== MATERIAL PROVIDED ==
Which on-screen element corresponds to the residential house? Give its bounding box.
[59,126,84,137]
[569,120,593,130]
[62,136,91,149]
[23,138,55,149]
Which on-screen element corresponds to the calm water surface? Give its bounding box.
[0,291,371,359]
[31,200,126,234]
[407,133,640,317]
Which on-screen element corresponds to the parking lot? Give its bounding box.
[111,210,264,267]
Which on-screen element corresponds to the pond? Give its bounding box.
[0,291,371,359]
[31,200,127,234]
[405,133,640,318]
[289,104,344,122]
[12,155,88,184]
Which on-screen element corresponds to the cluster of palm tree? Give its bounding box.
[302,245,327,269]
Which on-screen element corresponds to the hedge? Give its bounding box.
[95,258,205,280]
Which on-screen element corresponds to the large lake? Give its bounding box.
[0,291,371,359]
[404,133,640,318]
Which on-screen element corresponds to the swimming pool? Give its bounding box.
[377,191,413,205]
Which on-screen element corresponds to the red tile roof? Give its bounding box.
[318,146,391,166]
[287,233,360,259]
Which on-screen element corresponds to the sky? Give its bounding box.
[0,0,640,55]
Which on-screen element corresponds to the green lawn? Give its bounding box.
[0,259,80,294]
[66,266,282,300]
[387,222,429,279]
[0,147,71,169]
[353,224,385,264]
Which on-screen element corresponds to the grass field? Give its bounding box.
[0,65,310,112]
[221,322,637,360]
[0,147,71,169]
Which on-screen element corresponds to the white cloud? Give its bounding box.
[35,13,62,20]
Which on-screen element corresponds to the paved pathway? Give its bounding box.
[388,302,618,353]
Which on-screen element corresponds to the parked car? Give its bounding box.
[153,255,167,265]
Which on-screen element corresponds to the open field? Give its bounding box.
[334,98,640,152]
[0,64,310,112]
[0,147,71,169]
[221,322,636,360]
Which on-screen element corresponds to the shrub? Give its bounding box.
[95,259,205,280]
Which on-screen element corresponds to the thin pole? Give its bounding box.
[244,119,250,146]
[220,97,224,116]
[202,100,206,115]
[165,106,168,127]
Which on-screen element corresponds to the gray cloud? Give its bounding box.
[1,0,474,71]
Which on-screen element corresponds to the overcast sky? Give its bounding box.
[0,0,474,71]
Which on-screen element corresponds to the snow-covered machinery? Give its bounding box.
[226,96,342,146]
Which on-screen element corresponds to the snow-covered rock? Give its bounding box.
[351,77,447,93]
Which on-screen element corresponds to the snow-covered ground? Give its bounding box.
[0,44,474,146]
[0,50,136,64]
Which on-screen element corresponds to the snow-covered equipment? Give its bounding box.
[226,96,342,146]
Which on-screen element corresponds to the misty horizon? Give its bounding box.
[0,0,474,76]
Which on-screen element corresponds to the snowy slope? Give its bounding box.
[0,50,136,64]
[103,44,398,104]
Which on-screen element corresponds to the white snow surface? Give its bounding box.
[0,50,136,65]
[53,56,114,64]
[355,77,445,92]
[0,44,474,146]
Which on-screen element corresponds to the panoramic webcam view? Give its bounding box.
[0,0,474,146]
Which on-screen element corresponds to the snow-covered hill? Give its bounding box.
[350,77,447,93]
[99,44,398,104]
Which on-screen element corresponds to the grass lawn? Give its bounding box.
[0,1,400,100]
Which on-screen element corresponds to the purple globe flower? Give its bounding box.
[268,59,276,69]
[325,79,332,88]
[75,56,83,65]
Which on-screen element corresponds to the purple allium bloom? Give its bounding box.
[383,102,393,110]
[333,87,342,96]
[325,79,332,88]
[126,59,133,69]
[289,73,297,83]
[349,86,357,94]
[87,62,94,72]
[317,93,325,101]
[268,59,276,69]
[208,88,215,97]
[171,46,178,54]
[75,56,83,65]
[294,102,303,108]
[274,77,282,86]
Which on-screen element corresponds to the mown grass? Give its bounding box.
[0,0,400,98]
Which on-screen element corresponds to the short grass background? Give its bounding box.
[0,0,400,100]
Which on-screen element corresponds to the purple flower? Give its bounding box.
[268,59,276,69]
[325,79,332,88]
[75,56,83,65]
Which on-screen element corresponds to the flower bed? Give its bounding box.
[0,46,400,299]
===
* _EXERCISE TASK_:
Gather every line of the records that contains the word "purple", matching its case exactly.

* _OUTPUT BELOW_:
Which on-screen element corresponds to the purple globe flower? Give its bounding box.
Which on-screen element corresponds to the purple allium bloom? Give its bounding box.
Which on-screen element corresponds to the purple flower? Give its bounding box.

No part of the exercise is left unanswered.